(WHAT TO DO): Identify, in the records below, every line where the string "jacket" appears, and copy each such line.

(Saved entries)

>>>>>

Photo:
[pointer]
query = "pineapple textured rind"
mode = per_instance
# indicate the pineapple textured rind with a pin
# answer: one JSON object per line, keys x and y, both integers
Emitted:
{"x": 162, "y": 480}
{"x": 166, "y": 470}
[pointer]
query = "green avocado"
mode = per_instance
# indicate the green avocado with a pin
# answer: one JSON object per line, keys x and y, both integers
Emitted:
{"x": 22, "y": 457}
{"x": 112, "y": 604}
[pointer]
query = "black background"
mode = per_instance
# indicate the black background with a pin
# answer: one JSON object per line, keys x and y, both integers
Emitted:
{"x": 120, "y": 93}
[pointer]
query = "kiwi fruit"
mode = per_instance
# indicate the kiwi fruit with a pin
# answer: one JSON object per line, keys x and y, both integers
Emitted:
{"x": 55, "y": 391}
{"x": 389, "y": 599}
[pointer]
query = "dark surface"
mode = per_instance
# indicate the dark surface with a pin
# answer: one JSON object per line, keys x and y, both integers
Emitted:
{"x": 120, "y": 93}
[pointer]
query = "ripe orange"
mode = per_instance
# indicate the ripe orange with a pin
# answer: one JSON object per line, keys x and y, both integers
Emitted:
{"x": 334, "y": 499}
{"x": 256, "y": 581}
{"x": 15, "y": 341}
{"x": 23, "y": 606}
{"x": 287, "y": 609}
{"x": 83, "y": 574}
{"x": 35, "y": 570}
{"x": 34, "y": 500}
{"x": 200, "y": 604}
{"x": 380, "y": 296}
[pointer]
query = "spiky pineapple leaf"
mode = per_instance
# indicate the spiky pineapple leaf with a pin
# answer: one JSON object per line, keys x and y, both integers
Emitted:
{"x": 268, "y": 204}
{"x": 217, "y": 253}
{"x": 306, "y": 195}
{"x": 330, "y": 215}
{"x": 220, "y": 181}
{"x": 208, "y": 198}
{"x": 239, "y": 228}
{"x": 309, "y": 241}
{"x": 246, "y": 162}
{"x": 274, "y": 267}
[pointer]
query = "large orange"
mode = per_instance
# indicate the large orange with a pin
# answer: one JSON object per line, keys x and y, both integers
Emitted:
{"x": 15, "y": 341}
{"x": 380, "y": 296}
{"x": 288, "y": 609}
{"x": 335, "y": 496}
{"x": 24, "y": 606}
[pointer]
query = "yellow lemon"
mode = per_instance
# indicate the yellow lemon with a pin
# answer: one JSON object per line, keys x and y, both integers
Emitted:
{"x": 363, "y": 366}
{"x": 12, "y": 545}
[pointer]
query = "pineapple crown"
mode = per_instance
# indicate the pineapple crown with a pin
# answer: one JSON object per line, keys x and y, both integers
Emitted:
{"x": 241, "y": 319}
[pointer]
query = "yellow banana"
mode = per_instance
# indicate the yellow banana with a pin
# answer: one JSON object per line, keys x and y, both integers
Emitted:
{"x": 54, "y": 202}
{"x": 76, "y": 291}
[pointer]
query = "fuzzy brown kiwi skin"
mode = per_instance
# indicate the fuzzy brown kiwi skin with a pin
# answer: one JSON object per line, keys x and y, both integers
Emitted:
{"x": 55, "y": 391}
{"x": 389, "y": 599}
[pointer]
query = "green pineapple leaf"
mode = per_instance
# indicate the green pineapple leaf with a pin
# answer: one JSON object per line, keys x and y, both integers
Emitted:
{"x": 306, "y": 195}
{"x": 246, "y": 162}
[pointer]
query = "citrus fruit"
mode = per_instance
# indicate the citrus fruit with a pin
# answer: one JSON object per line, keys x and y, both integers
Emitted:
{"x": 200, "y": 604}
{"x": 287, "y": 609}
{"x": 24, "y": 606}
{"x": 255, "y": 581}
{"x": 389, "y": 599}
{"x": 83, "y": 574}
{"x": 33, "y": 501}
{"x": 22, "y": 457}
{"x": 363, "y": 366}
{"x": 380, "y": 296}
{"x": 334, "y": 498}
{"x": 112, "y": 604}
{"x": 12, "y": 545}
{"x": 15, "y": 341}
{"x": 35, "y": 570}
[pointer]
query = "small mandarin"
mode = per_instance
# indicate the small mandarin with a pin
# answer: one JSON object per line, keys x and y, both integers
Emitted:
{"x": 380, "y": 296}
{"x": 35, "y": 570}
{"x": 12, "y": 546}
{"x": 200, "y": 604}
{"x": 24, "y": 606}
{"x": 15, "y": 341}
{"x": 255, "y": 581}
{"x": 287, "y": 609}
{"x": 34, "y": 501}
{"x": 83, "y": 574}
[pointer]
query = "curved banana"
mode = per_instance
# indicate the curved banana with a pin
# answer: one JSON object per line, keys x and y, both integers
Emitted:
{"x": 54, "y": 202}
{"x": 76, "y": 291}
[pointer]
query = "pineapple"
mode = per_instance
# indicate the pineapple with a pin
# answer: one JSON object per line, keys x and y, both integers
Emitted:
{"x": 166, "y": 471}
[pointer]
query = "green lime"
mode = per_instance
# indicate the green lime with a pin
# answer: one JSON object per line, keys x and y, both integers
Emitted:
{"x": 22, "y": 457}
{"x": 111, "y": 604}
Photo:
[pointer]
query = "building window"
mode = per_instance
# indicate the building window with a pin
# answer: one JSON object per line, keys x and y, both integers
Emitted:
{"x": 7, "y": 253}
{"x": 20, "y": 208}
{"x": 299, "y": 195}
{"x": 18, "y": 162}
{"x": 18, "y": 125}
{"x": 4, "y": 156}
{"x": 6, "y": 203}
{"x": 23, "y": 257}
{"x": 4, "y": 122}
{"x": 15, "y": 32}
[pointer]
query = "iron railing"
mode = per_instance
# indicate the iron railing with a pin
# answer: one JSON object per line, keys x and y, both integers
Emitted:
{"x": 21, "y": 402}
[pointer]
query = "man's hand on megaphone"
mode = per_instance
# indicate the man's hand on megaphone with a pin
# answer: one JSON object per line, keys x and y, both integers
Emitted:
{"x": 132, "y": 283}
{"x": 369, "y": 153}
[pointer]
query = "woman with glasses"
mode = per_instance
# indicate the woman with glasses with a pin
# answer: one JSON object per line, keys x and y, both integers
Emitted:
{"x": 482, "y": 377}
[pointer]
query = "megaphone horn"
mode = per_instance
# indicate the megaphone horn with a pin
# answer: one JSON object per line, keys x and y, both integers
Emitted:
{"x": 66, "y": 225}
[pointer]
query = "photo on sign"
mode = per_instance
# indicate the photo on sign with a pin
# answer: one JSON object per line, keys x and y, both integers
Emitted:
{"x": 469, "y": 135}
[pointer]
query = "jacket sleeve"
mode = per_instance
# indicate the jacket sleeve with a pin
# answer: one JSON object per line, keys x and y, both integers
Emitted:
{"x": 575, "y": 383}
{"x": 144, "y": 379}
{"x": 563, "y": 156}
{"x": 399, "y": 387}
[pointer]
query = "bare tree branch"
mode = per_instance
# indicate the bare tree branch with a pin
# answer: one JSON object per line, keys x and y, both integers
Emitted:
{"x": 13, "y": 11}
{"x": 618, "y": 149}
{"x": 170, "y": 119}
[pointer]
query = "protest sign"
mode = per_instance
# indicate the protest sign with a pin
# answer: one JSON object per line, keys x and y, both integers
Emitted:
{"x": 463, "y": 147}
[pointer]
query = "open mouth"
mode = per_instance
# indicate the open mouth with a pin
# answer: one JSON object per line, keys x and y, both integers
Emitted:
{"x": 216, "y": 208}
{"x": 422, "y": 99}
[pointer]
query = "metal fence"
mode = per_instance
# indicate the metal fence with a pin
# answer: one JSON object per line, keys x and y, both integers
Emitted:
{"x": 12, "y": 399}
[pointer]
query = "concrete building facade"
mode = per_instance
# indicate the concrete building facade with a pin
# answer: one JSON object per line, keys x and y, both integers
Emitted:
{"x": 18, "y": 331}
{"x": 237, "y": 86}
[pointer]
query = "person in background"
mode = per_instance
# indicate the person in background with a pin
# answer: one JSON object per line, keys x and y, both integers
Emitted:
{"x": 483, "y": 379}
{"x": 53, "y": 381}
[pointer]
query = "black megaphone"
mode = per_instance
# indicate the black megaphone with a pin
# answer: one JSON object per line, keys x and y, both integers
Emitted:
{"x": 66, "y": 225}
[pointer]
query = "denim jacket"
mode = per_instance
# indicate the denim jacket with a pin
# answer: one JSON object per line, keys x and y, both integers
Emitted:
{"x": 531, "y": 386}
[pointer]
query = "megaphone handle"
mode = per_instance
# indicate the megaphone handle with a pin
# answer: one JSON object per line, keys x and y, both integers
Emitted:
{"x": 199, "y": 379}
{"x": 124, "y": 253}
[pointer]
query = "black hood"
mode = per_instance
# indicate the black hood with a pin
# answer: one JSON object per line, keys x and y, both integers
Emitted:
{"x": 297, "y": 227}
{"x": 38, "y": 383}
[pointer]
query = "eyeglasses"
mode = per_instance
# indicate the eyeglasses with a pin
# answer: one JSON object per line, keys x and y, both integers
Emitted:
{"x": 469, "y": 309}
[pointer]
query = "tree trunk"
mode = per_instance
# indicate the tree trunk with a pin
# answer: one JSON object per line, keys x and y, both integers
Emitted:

<<<<<

(WRITTEN REPLY):
query = "jacket sleeve"
# indicate the jacket sleeve with a pin
query = "denim jacket"
# indicate the denim jacket with a pin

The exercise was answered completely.